Dataset items
**********

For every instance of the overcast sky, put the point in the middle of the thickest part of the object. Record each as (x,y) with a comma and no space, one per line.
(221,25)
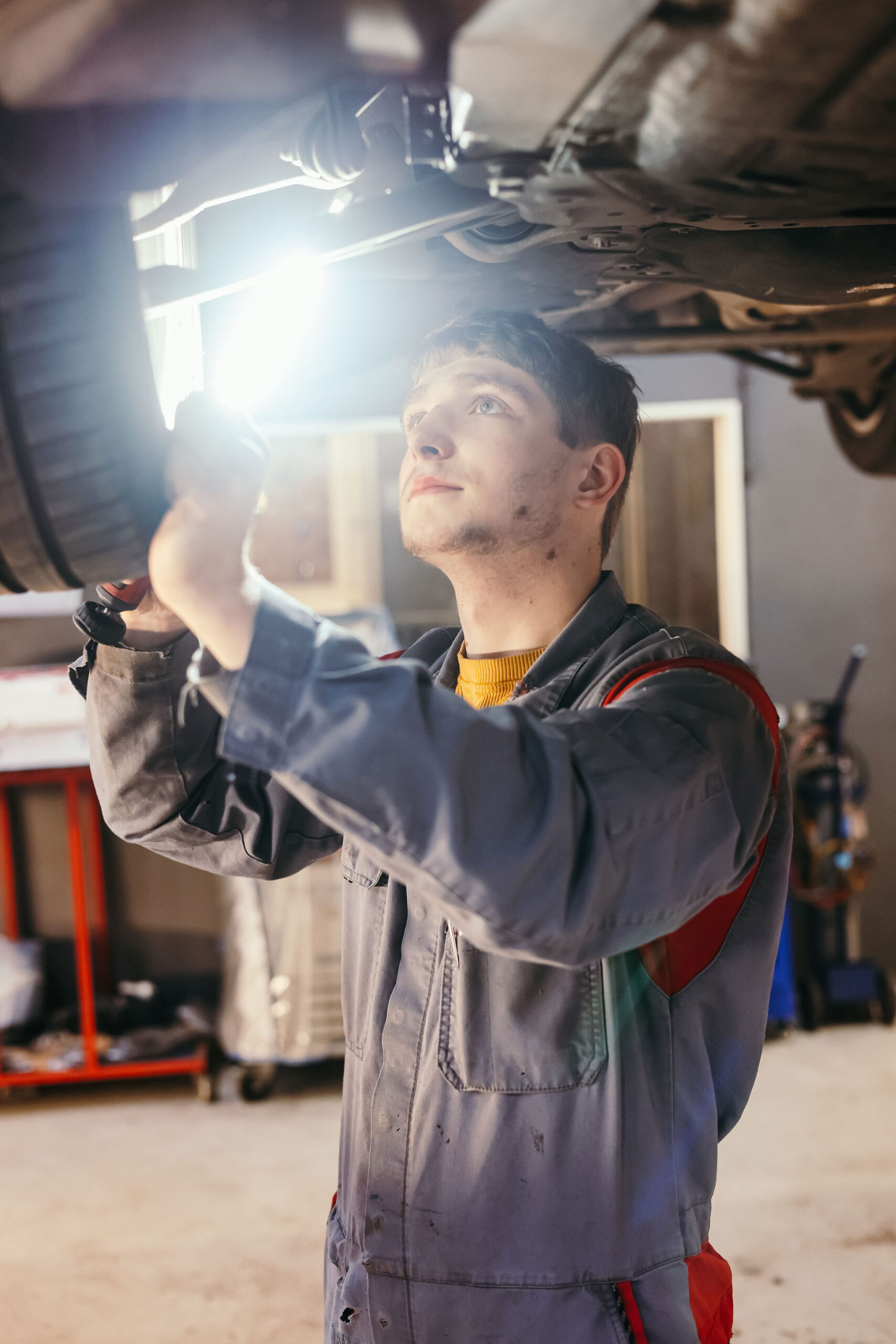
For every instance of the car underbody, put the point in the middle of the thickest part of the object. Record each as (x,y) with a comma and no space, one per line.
(688,175)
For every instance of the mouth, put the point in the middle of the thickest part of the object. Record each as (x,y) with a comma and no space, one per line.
(431,486)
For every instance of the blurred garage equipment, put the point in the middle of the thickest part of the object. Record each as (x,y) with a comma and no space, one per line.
(830,865)
(42,742)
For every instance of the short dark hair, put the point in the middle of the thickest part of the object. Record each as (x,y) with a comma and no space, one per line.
(594,397)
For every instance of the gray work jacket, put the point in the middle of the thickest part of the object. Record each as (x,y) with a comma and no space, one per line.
(553,1010)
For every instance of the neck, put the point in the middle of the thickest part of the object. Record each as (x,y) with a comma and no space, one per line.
(510,606)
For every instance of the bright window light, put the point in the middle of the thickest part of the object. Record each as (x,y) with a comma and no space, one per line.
(269,334)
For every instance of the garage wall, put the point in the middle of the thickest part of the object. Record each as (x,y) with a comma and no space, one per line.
(823,577)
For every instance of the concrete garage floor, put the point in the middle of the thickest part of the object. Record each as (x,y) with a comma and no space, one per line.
(138,1215)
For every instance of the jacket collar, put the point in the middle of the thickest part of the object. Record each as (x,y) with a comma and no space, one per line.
(547,679)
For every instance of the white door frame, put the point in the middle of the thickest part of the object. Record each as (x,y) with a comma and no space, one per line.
(726,414)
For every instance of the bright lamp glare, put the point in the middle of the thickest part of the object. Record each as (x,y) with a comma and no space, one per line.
(269,334)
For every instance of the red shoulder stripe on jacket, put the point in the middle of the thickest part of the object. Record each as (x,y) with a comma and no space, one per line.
(673,960)
(710,1295)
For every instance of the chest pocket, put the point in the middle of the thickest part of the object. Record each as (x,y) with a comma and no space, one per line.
(518,1026)
(363,909)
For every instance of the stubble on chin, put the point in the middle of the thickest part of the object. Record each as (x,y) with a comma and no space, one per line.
(467,539)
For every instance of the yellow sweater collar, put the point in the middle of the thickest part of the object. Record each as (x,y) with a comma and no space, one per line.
(489,682)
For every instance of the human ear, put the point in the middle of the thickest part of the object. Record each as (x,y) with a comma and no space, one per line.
(605,475)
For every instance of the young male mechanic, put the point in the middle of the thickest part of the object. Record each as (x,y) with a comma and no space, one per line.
(565,834)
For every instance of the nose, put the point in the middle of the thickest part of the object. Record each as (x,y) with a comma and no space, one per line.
(431,437)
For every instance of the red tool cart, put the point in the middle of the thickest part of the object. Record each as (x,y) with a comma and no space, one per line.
(90,927)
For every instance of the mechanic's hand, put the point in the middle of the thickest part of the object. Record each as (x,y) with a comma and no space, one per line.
(196,558)
(151,625)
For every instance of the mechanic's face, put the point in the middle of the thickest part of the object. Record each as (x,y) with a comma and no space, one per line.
(486,471)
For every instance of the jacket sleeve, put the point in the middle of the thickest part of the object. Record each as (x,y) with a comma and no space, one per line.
(162,783)
(559,839)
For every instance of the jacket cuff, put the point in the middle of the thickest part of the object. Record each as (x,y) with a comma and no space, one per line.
(147,664)
(262,699)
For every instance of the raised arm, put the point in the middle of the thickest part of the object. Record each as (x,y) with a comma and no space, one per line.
(563,839)
(162,783)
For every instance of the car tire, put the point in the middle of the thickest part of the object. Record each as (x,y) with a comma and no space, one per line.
(867,437)
(81,433)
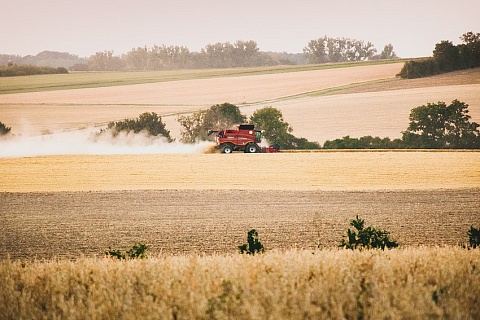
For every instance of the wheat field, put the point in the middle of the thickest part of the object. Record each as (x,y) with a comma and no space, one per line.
(65,198)
(419,283)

**********

**Work required**: Retype all of the entries exactly as written, leaving out any images.

**Answer to the problem**:
For every instance of the overcast sky, put the point in the middle of the thickest part of the object. Record each as (x,y) with a comma and no space, one per line.
(221,25)
For every instance of the car underbody, put the point in the middle of the thickest part of the object. Record each as (x,y) with a comma and no space, one per line.
(688,175)
For every instance of the mouth, put the point in the middle of the thickest part of the object. Record each as (x,y) with a comma and no space, one per line.
(431,486)
For every instance of the blurred garage equipment, put the point in the middle of the thickest part of the object. Record each as (x,y) with a comma and no space, one per line.
(830,865)
(42,742)
For every instance of the short dark hair, put the point in the middle of the thickest part of the object. Record each as (x,y) with a comma and no space, one per line.
(594,397)
For every instance of the gray work jacket, put the point in the middle of the thickest part of the object. Record each as (x,y) with a comma and no space, one per line.
(553,1010)
For every instance of the neck, put the point in the middle of the thickest part of the object. Record each as (x,y) with a comma and no space, one per line.
(510,606)
For every instance of the bright window light, put the point in the middle of the thickest part of the object. Record each as (x,y) with a comma and no space, one per line.
(269,334)
For every instance of the garage wall, put the point in the middle of the thickest part of the object. Record each as (x,y) with a comma and no space, one per line.
(823,577)
For every instance of the concrete garage floor, put the point in the middle of the thickest part of the object. Record each as (x,y) with a comma and no space, one per line.
(138,1215)
For every instance of the jacket collar, put the point in the middle of the thickest part of the object. Record each as (x,y) with a comma and no space, one per line.
(547,679)
For every instance of the white door frame, put the point in the middle of the thickest part of the object. Record each as (x,y) with a comma and no space, one per line.
(726,414)
For every instance of the bright lamp glare, put the point in the middle of the thickest part of the object. Record each as (x,y) with a comma and no space, one per line.
(269,334)
For every instance of the red shoulder stripe on jacket, put the point in the middle of the thickest part of the object. Record each as (x,y) with a comma and no space, one per line.
(673,960)
(710,1295)
For every instance of the chest pocket, put the point in the middle of the thickest part of the object. Record each as (x,y) with a comma and no space, one per line.
(518,1026)
(363,909)
For every instance of the stubble on chin, put the point in the middle of the thickest part of the object. Record each as (x,y) with a comma and no space, one per line.
(467,539)
For every instance of the yellow sweater collar, put the point in the middle of the thickest part of the object. Record each as (x,y) with a comma and no space, one per line.
(489,682)
For every instance of the human ear, put the point in the middle of the thickest part of the object. Record each as (x,y) with a comma and no space, one per line.
(605,475)
For every instance of the young male mechanic, put the point in the middle of the thickest part of the object. Record each as (x,y) with a comma and no space, one per line.
(565,834)
For every instance of the nose, put the point in the middle of the thickest part of the object. Record each as (x,y) with a comma and no space, one per line.
(431,437)
For every instance of the red tool cart, put the point in the middle of the thickest part of the object. Record each as (x,y) with a comma and no space, one per line.
(90,927)
For every instance of the mechanic's hand, put the point in the middle of the thickest part of the object. Record each as (x,y) with a comma and no space, one per line.
(196,558)
(151,625)
For every instance of the mechanic's face, put the point in the middle of the thickest part of the object. Record each as (x,y) with a comma and no space, one per line.
(486,471)
For every instance of the jacket sleeve, put the point in the middle of the thickest part of the object. Record each as (x,y) with a comma and no space, one per line.
(162,783)
(559,839)
For every instance of the jacket cuff, put the point in the middle of the thickest part of the object. Record each as (x,y) with a comma and no space, one per line.
(147,664)
(262,699)
For every instance of the raised arm, put the point in the middle of the thickest part of the object. Record each as (x,y) with a comma and no space, one per line.
(563,839)
(162,783)
For every instance of the car tire, put the point in the middle of the thickest part of the object. Record each as (x,y) with a comma and no space, one per line.
(867,437)
(81,433)
For every instance of the wheat field, put the point in the middle of the thickest part of the object. Record each as (x,y) with a comma and no space, one per line.
(65,198)
(419,283)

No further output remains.